### [Consigne]
Pouvez-vous recopier à l'identique un passage de l'extrait choisi, en commençant aux mots « Par Anne Ganivet-Poumellec » et en vous arrêtant après « Bresson, Misoguchi, etc. » ?

### [Extrait choisi]
== == ==

La touche du sinthome

Le 21 janvier 2020 a eu lieu la projection de A Touch of Sin, film de Jia Zhang ke, au Patronage laïque Jules Vallès, suivi d’un exposé d’Anne Ganivet-Poumellec, membre de l’ECF. Un débat animé s’en est suivi avec un public très intéressé. La lecture de Confucius et du Séminaire XXIV de Lacan fut le fil conducteur de la préparation du débat, autour de l’écriture et de la poésie chinoise. A. Gannivet-Poumellec préleva dans le scénario du film cette pépite : « reconnais ta faute » et montra avec finesse et justesse la singularité de chaque personnage. Son analyse permit de croiser le discours analytique et l’œuvre d’art, ce qui est le but de ces rencontres du vecteur Psynéma.

María Luisa Alkorta

 

 

La touche du sinthome

Par Anne Ganivet-Poumellec

Jia Zhangke, né en 1970 à Fenyang dans la province du Shanxi, est un immense réalisateur chinois dont les films ont été d’emblée reconnus et récompensés sur la scène internationale.

Il situe comme marquant :

– la vision de son propre environnement, sa région le Shanxi, dans le film Terre jaune de Chen Kaige ;

– ce sont aussi les manifestations de la place Tian’anmen en 1989 qui le marquent profondément ;

– ajoutons une formation aux beaux-arts et une pratique d’écrivain, ainsi qu’une intense connaissance du cinéma où il se reconnaît des maîtres ou des pairs, comme Bresson, Misoguchi, etc.

Takeshi Kitano, réalisateur japonais de la génération précédente, le produit.

Avec Jia Zhangke nous sommes donc dans le cinéma et nous sommes projetés dans les bouleversements actuels de la civilisation chinoise ; autant dire que ces bouleversements et leurs effets saisis dans ses films sont autant de constatations de ce qui arrive d’une manière contemporaine.

== == ==

### [Données fournies]

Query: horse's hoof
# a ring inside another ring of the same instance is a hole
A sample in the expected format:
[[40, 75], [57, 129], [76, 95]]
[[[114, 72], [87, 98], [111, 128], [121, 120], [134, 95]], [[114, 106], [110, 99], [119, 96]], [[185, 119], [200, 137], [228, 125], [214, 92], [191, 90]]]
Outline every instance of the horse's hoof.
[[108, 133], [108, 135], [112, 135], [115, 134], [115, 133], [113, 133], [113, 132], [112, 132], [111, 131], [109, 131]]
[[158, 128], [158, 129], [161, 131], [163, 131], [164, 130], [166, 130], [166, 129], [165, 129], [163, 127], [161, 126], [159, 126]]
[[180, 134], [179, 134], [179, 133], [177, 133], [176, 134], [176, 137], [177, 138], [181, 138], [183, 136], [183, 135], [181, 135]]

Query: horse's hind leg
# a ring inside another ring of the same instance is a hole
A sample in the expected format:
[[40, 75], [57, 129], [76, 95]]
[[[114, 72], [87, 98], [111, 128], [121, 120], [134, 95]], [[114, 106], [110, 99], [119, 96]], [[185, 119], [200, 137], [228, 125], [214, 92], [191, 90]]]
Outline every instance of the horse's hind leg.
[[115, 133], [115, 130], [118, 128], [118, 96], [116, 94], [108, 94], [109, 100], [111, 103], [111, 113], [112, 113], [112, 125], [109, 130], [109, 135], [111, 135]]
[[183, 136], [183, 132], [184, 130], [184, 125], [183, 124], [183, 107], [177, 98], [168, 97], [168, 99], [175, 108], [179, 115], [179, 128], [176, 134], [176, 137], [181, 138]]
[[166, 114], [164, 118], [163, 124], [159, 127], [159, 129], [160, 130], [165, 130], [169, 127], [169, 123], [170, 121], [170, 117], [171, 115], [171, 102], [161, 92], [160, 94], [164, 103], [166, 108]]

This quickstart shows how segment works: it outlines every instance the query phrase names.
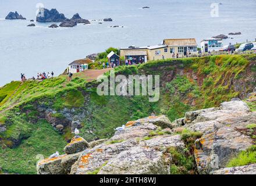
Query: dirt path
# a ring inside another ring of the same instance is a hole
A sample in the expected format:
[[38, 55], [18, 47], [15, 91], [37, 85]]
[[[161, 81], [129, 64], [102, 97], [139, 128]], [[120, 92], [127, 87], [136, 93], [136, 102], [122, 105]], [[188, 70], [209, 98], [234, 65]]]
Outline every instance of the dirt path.
[[101, 70], [86, 70], [84, 71], [74, 74], [73, 78], [76, 77], [84, 77], [87, 79], [87, 81], [92, 81], [96, 80], [98, 76], [103, 75], [104, 73], [109, 71], [113, 69], [105, 69]]

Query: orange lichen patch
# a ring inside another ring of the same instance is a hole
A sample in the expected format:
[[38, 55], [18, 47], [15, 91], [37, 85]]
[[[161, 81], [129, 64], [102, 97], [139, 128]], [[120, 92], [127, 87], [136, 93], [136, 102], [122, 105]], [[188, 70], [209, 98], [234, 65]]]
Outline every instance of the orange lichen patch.
[[91, 156], [91, 153], [87, 153], [86, 155], [83, 156], [81, 158], [81, 162], [84, 164], [86, 164], [88, 162], [88, 159]]
[[98, 149], [96, 150], [97, 152], [103, 152], [103, 149]]
[[126, 127], [131, 127], [131, 126], [133, 126], [136, 123], [136, 121], [130, 121], [126, 123], [125, 126]]
[[200, 159], [198, 155], [198, 150], [197, 150], [195, 148], [194, 148], [194, 153], [195, 154], [195, 161], [197, 162], [197, 164], [198, 164], [199, 162], [200, 162]]
[[204, 144], [205, 144], [205, 139], [202, 138], [202, 139], [200, 140], [200, 143], [201, 143], [202, 145], [204, 145]]
[[39, 162], [38, 164], [41, 165], [44, 163], [48, 163], [52, 162], [55, 160], [61, 159], [63, 158], [64, 158], [65, 156], [66, 156], [66, 155], [61, 155], [58, 157], [55, 157], [55, 158], [46, 158], [46, 159], [43, 159], [43, 160], [41, 160], [40, 162]]
[[158, 118], [158, 116], [148, 116], [149, 119], [156, 119], [156, 118]]
[[69, 144], [68, 144], [67, 145], [70, 145], [71, 144], [76, 143], [79, 141], [83, 141], [83, 138], [81, 138], [81, 137], [78, 138], [73, 138], [72, 140], [71, 140]]

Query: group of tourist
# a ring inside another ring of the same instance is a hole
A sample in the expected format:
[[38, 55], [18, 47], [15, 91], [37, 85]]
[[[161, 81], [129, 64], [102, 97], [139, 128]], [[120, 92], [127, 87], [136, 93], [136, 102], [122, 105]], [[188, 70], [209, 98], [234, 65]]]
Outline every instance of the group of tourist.
[[102, 63], [103, 69], [115, 68], [116, 66], [119, 66], [119, 65], [120, 65], [119, 61], [118, 61], [117, 62], [111, 62], [111, 63], [109, 63], [108, 62], [107, 62], [106, 63], [105, 63], [105, 62], [103, 62]]
[[136, 64], [142, 64], [145, 62], [144, 58], [139, 58], [137, 59], [136, 58], [132, 58], [130, 59], [126, 59], [125, 60], [125, 65], [131, 65]]
[[[51, 74], [49, 72], [48, 72], [47, 73], [47, 74], [44, 71], [43, 73], [38, 73], [37, 80], [44, 80], [47, 78], [51, 78], [51, 75], [52, 78], [54, 77], [54, 73], [53, 71], [52, 71], [52, 73]], [[20, 77], [22, 79], [22, 81], [25, 81], [26, 80], [27, 80], [27, 77], [26, 77], [25, 74], [24, 74], [24, 73], [20, 74]], [[33, 76], [31, 79], [33, 80], [35, 80], [35, 78]]]
[[[42, 73], [37, 73], [37, 80], [44, 80], [47, 78], [51, 78], [51, 75], [52, 78], [54, 77], [54, 73], [53, 71], [52, 71], [52, 73], [51, 74], [49, 72], [48, 72], [47, 73], [47, 74], [44, 71]], [[33, 77], [33, 79], [34, 80], [35, 78]]]

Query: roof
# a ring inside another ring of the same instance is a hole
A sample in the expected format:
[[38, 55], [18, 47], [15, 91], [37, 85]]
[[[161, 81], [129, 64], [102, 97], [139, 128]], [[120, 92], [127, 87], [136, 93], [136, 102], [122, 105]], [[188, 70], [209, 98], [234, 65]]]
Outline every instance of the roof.
[[163, 44], [172, 46], [197, 45], [195, 38], [165, 39]]
[[212, 37], [212, 38], [210, 38], [204, 39], [201, 42], [204, 41], [210, 41], [210, 40], [222, 41], [222, 39], [221, 39], [221, 38], [214, 38]]
[[146, 56], [147, 51], [141, 50], [130, 51], [125, 54], [126, 56]]
[[110, 58], [114, 55], [116, 55], [119, 57], [119, 56], [113, 51], [111, 51], [106, 56], [108, 57], [108, 58]]
[[168, 46], [165, 45], [154, 45], [154, 46], [148, 46], [147, 47], [150, 50], [152, 50], [154, 49], [165, 48], [167, 46]]
[[157, 48], [161, 48], [167, 47], [167, 45], [152, 45], [152, 46], [133, 46], [133, 47], [129, 47], [129, 48], [122, 48], [121, 49], [126, 49], [126, 50], [136, 50], [136, 49], [148, 49], [150, 50], [152, 50]]
[[84, 64], [89, 64], [91, 63], [93, 63], [93, 61], [90, 59], [89, 58], [86, 58], [86, 59], [81, 59], [74, 60], [71, 63], [69, 64], [69, 65], [84, 65]]

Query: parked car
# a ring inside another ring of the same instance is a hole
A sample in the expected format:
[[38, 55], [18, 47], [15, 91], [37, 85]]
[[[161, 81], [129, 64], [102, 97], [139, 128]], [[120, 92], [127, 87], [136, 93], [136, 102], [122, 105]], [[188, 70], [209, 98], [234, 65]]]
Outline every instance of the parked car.
[[243, 52], [248, 50], [250, 50], [254, 46], [252, 42], [244, 43], [241, 44], [239, 48], [237, 48], [238, 52]]
[[234, 51], [236, 50], [236, 47], [233, 45], [225, 45], [220, 51]]

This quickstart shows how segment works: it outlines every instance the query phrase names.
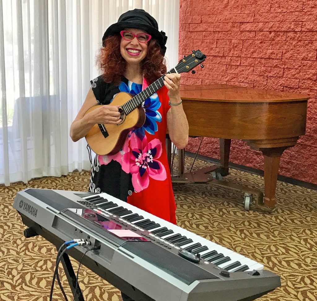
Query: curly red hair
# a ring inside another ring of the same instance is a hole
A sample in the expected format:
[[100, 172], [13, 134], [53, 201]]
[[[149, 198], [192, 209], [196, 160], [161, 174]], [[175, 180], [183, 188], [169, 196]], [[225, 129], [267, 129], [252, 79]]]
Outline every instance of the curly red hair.
[[[118, 86], [126, 70], [126, 62], [121, 55], [119, 35], [109, 36], [103, 43], [97, 63], [103, 72], [102, 79], [106, 82]], [[156, 40], [152, 38], [148, 42], [146, 56], [142, 61], [141, 72], [149, 83], [152, 83], [166, 73], [164, 56]]]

== == ==

### [Résultat]
Par Anne Ganivet-Poumellec

Jia Zhangke, né en 1970 à Fenyang dans la province du Shanxi, est un immense réalisateur chinois dont les films ont été d’emblée reconnus et récompensés sur la scène internationale.

Il situe comme marquant :

– la vision de son propre environnement, sa région le Shanxi, dans le film Terre jaune de Chen Kaige ;

– ce sont aussi les manifestations de la place Tian’anmen en 1989 qui le marquent profondément ;

– ajoutons une formation aux beaux-arts et une pratique d’écrivain, ainsi qu’une intense connaissance du cinéma où il se reconnaît des maîtres ou des pairs, comme Bresson, Misoguchi, etc.